▶ **Source records**:
┄┄┄┄┄┄┄┄┄┄

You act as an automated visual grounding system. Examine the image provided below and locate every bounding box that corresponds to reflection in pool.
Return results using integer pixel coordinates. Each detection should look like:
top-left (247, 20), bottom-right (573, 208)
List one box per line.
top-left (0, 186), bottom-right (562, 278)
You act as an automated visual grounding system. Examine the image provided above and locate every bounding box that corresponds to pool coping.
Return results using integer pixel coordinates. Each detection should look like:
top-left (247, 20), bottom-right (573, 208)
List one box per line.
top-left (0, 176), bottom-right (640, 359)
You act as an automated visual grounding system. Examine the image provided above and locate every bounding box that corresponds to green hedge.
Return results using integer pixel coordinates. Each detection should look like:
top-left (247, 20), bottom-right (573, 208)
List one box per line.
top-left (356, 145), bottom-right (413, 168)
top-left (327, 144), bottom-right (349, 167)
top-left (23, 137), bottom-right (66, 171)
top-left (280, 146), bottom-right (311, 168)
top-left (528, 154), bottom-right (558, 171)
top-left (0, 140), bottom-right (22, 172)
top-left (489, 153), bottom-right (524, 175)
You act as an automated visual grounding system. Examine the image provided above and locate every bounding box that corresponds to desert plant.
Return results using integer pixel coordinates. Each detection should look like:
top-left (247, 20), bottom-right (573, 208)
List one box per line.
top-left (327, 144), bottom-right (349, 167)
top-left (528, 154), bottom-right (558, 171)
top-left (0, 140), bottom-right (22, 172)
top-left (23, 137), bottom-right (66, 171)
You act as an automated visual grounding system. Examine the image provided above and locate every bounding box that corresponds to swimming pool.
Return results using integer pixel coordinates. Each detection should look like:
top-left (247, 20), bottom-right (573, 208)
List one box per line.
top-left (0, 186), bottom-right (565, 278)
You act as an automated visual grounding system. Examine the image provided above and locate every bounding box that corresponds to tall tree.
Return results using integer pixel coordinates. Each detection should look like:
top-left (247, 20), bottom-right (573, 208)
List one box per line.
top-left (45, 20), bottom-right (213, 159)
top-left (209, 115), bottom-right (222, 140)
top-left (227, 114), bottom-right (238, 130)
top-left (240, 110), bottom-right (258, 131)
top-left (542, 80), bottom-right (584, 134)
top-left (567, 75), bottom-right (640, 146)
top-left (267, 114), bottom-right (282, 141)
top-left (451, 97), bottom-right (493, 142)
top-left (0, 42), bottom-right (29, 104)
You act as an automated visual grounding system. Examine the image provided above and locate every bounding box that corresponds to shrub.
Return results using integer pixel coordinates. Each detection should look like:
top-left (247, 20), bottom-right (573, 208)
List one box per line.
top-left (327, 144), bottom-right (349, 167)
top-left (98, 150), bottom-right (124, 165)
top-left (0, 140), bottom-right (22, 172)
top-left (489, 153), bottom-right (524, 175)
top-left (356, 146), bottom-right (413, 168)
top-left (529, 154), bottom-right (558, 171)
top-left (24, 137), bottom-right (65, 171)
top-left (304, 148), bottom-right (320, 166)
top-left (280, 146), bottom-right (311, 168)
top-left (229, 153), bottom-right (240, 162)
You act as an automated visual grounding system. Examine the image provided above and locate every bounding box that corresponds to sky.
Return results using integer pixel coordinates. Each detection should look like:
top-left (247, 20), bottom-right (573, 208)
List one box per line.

┄┄┄┄┄┄┄┄┄┄

▶ **Required work**: Copy out, word for word, everything from the line containing "corresponds to sky." down to the end of the material.

▶ **Result of the task**:
You act as an automated visual grounding system. Examine the image provided above and locate every bounding box that corresponds to sky.
Return results using integer pixel coordinates. Each detection should look like:
top-left (247, 20), bottom-right (573, 208)
List one box per line.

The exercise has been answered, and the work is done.